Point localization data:

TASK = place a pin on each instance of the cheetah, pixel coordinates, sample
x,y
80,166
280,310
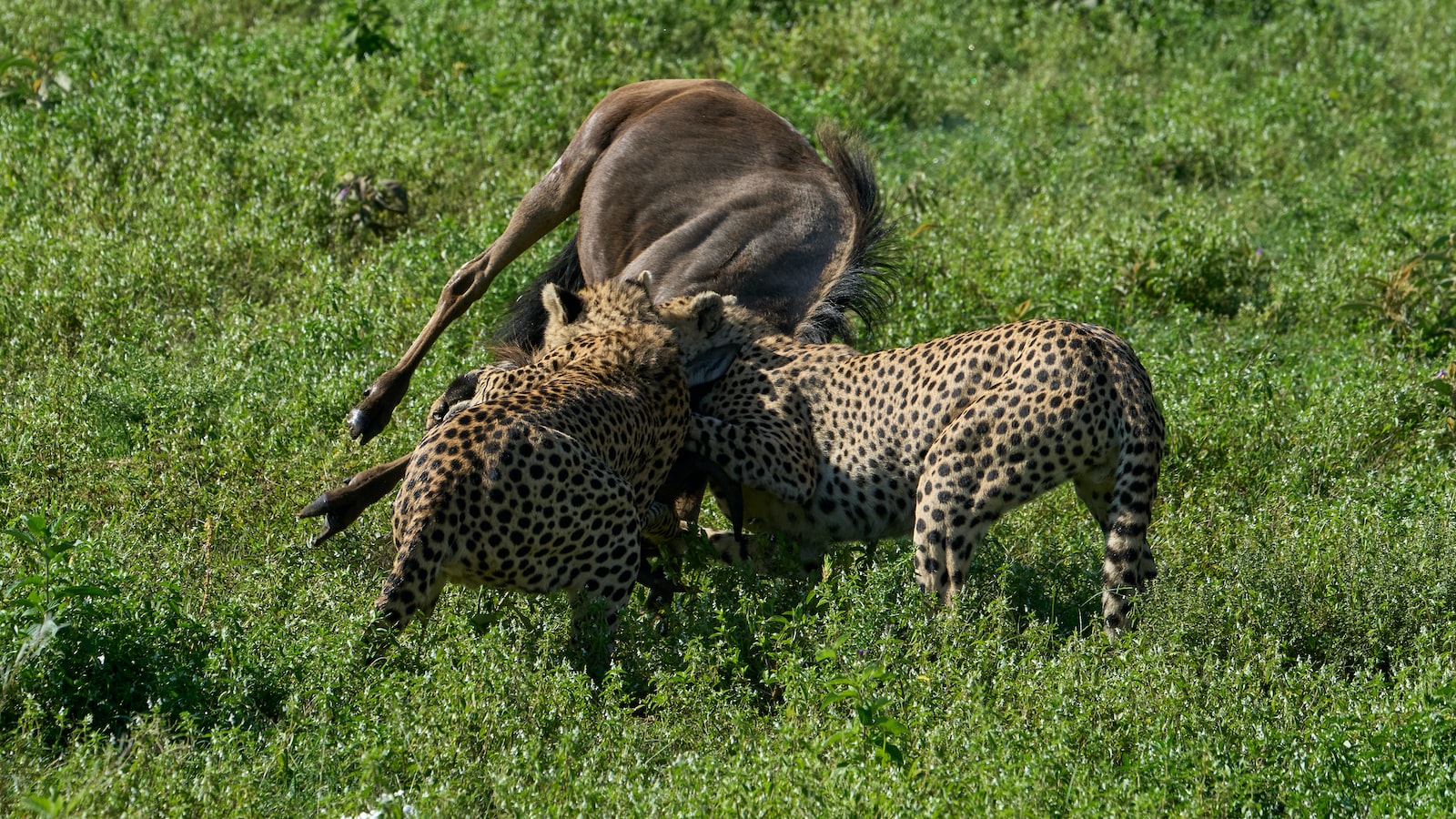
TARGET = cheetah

• Work item
How many of the lines above hold "cheetah"? Answer with only the number.

• Response to this task
2